■ Extracted records:
>> begin

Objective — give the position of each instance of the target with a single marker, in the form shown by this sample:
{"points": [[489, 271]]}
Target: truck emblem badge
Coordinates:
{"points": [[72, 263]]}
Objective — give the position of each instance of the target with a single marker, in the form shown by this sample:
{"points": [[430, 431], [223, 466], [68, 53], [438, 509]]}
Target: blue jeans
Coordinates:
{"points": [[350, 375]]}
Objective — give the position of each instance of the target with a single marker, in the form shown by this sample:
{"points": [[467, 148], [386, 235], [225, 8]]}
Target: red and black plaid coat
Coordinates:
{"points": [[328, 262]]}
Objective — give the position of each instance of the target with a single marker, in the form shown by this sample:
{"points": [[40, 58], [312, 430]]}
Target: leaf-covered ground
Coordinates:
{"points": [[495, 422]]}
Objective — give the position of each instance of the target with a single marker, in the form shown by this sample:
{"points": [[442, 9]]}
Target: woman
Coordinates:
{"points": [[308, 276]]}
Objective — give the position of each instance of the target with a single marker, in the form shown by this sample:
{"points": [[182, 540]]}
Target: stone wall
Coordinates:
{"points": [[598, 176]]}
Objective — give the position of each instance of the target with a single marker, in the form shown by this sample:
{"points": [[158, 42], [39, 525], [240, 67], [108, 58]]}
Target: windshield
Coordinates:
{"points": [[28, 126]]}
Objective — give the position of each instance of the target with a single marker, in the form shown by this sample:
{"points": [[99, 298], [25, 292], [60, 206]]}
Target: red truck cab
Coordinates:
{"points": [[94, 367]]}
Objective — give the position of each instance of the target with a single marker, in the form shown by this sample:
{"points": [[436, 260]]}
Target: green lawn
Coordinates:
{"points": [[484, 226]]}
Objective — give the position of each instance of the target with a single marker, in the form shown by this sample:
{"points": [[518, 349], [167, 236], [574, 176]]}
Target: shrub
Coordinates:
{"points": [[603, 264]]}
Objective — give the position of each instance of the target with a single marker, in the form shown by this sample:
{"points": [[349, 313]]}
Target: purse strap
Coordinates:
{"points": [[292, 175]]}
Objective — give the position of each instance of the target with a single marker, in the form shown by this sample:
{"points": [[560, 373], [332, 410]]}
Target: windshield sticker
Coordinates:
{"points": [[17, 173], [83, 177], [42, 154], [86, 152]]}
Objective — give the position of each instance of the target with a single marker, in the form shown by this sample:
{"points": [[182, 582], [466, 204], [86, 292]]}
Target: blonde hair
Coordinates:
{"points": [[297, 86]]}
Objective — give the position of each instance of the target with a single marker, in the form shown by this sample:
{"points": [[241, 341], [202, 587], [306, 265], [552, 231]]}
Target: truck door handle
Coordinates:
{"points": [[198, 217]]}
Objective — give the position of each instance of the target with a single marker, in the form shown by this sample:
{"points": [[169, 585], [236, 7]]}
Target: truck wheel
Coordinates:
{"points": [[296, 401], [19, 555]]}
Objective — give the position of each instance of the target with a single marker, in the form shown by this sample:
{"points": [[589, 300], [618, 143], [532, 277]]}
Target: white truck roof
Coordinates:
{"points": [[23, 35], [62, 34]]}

>> end

■ The exercise:
Count the lines in the items above that contain the word "windshield", and give only the number.

■ Task solution:
2